Exercise brief: Recast every item below as a numbered list of its lines, skipping any blank lines and leaving the pictures out.

Stored data:
####
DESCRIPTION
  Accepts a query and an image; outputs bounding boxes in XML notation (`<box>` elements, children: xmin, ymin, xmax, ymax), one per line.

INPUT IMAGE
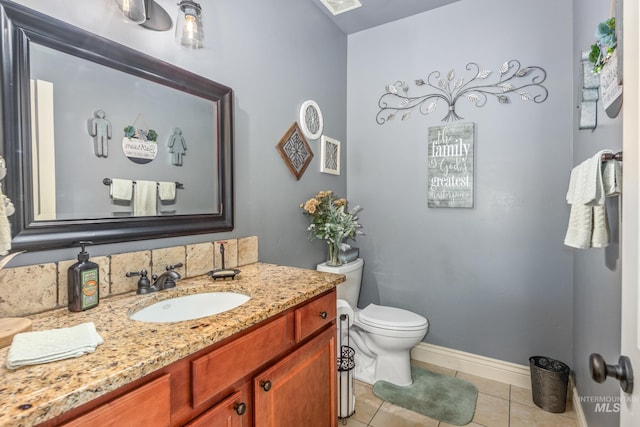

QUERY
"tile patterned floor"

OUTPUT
####
The completed task:
1. DESCRIPTION
2.   Accepts a query and an image; outputs bounding boxes in XML notation (`<box>` elements, children: xmin, ymin, xmax, ymax), one per line.
3. INPUT IMAGE
4. QUERY
5. "tile patterned floor"
6. OUTPUT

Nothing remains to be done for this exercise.